Data listing
----

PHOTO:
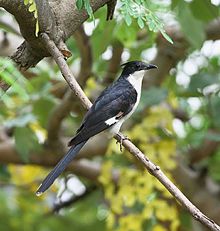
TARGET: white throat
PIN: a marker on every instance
(135, 80)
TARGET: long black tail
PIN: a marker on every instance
(59, 168)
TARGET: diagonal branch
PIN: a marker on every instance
(83, 43)
(152, 168)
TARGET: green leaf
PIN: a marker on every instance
(25, 142)
(140, 22)
(214, 110)
(166, 36)
(128, 19)
(152, 96)
(39, 107)
(32, 8)
(26, 2)
(79, 4)
(204, 10)
(198, 82)
(192, 28)
(20, 121)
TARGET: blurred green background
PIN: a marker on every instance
(177, 124)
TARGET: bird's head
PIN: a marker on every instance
(135, 67)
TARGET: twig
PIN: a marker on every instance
(152, 168)
(57, 116)
(67, 74)
(178, 195)
(84, 46)
(114, 63)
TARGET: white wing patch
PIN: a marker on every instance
(111, 121)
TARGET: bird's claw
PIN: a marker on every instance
(121, 139)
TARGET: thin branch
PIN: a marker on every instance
(57, 116)
(84, 46)
(67, 74)
(177, 194)
(114, 63)
(152, 168)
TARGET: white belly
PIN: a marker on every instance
(136, 81)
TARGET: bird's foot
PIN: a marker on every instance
(121, 139)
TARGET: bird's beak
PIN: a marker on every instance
(150, 66)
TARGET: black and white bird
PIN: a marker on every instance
(114, 105)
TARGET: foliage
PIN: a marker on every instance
(32, 8)
(133, 9)
(137, 200)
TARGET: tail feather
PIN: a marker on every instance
(59, 168)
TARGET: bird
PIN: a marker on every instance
(112, 107)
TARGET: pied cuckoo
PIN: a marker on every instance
(114, 105)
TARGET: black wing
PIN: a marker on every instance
(116, 100)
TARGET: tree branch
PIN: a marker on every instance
(114, 63)
(59, 19)
(177, 194)
(152, 168)
(84, 46)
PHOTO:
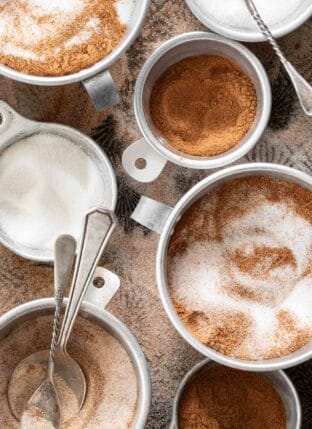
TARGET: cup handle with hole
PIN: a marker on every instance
(102, 90)
(151, 214)
(101, 296)
(12, 123)
(155, 163)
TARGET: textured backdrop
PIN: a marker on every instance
(132, 250)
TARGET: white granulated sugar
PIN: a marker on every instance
(84, 35)
(46, 185)
(125, 10)
(235, 13)
(200, 277)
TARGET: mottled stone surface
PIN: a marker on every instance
(132, 255)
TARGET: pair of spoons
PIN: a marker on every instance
(98, 226)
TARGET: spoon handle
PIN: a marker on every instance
(98, 226)
(64, 255)
(302, 87)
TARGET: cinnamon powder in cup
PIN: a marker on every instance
(239, 268)
(58, 37)
(204, 105)
(221, 397)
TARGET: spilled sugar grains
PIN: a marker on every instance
(239, 271)
(220, 397)
(112, 384)
(203, 106)
(45, 38)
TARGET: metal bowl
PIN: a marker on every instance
(96, 78)
(109, 324)
(13, 128)
(282, 28)
(163, 220)
(180, 47)
(279, 379)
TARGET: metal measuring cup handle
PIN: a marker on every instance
(154, 162)
(98, 227)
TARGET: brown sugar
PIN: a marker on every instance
(66, 45)
(220, 397)
(203, 106)
(239, 268)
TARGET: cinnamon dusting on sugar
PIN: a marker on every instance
(239, 268)
(55, 39)
(112, 383)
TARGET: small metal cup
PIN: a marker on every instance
(92, 309)
(163, 220)
(279, 379)
(153, 148)
(96, 79)
(280, 29)
(14, 128)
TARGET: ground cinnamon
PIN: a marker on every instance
(239, 270)
(204, 105)
(223, 398)
(58, 43)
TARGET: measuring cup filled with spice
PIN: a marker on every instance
(201, 101)
(118, 381)
(233, 265)
(212, 396)
(50, 175)
(71, 41)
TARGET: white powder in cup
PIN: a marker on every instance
(235, 13)
(47, 183)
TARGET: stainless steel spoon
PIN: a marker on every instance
(302, 87)
(45, 398)
(98, 227)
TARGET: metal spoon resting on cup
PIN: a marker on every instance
(302, 87)
(45, 399)
(98, 226)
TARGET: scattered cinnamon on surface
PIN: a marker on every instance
(224, 398)
(204, 105)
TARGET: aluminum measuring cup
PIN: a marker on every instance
(280, 29)
(96, 79)
(92, 309)
(279, 379)
(14, 127)
(163, 219)
(152, 147)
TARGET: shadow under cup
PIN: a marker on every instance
(190, 45)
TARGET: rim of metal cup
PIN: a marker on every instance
(140, 12)
(291, 391)
(215, 179)
(248, 36)
(264, 95)
(101, 317)
(23, 128)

----

Brief ::
Transcribe every line of the data above word for word, leaving out the pictures.

Answer to the problem ::
PHOTO:
TARGET: white throat
PIN: a marker on every instance
(135, 80)
TARGET: long black tail
PIN: a marker on every instance
(59, 168)
TARGET: diagonal branch
PIN: a marker on every instance
(83, 43)
(152, 168)
TARGET: green leaf
PIN: a marker on every instance
(25, 142)
(140, 22)
(214, 110)
(166, 36)
(128, 19)
(152, 96)
(39, 107)
(32, 8)
(26, 2)
(79, 4)
(204, 10)
(198, 82)
(192, 28)
(20, 121)
TARGET: blurred green background
PIN: a marker on every instance
(177, 124)
TARGET: bird's head
PIN: a marker on every instance
(135, 67)
TARGET: twig
PIN: a marker on every instance
(152, 168)
(57, 116)
(67, 74)
(178, 195)
(84, 46)
(114, 63)
TARGET: white wing patch
PIN: a marker on every instance
(111, 121)
TARGET: bird's claw
PIN: a marker on every instance
(121, 139)
TARGET: thin branch
PIN: a marker on every instance
(57, 116)
(84, 46)
(67, 74)
(177, 194)
(114, 63)
(152, 168)
TARGET: white belly
PIN: a marker on every instance
(136, 81)
TARGET: bird's foot
PIN: a marker on every instance
(121, 139)
TARGET: bird's beak
PIN: a marker on every instance
(150, 66)
TARGET: black and white bird
PIN: a marker on every instance
(114, 105)
TARGET: foliage
PIN: a marker on every instance
(32, 8)
(133, 9)
(137, 200)
TARGET: tail feather
PIN: a marker on every instance
(59, 168)
TARGET: bird
PIN: a marker on every instance
(112, 107)
TARGET: pied cuckoo
PIN: a marker on every instance
(114, 105)
TARGET: black wing
PIN: a marker on every instance
(116, 100)
TARGET: tree branch
PIN: a marker on every instance
(114, 63)
(59, 19)
(177, 194)
(152, 168)
(84, 46)
PHOTO:
TARGET: cup handle with hole
PIN: a marker on every instance
(102, 90)
(151, 214)
(101, 296)
(12, 123)
(155, 163)
TARGET: textured backdrop
PIN: a marker on every instance
(132, 250)
TARGET: white granulated sugar
PIN: a marker on every instance
(84, 35)
(46, 185)
(125, 10)
(235, 13)
(200, 277)
TARGET: mottled stone surface
PIN: a marker on every instance
(132, 255)
TARGET: pair of spoons
PIN: a marker on every instance
(98, 226)
TARGET: spoon handle
PIN: a marker on every instance
(98, 226)
(64, 255)
(302, 87)
TARGET: cinnamon powder in cup
PIN: a marker on every instance
(239, 268)
(58, 37)
(204, 105)
(221, 397)
TARGET: spilled sugar grains
PIN: a marker on every instance
(239, 271)
(220, 397)
(112, 384)
(203, 106)
(45, 38)
TARGET: metal bowl
PIN: a marker on every instance
(96, 78)
(109, 324)
(13, 128)
(282, 28)
(163, 220)
(180, 47)
(279, 379)
TARGET: metal measuring cup handle
PIN: a marker on every instance
(154, 162)
(98, 227)
TARGET: brown sugar
PIN: a marker on every instance
(66, 45)
(220, 397)
(203, 106)
(239, 268)
TARGET: cinnamon dusting on sugar
PIN: a marker on every instance
(239, 268)
(55, 39)
(112, 383)
TARGET: small metal cup
PIN: a marker on every instance
(92, 309)
(163, 220)
(279, 379)
(153, 148)
(96, 79)
(280, 29)
(14, 128)
TARGET: ground cinnamon
PIN: a marker on every instance
(239, 270)
(204, 105)
(223, 398)
(58, 43)
TARGET: measuring cup filled with spice
PIN: a marker on every instance
(201, 101)
(118, 381)
(233, 265)
(212, 396)
(50, 175)
(71, 41)
TARGET: white powder in cup
PIN: a marker on every instance
(235, 13)
(47, 183)
TARGET: stainless steel spoon
PIN: a marker on every instance
(302, 87)
(45, 398)
(98, 227)
TARGET: metal spoon resting on cup
PIN: a marker on every instance
(302, 87)
(45, 399)
(98, 226)
TARGET: scattered cinnamon on surface
PIN: a marker on every instance
(224, 398)
(204, 105)
TARGET: aluminum measuring cup
PIN: a marker on every instance
(280, 29)
(96, 79)
(92, 309)
(279, 379)
(14, 127)
(163, 219)
(152, 147)
TARGET: shadow under cup
PIN: a marker on every instance
(190, 45)
TARGET: rim of metal cup
PIN: a marker on every instance
(140, 12)
(291, 391)
(215, 179)
(248, 36)
(264, 95)
(101, 317)
(23, 128)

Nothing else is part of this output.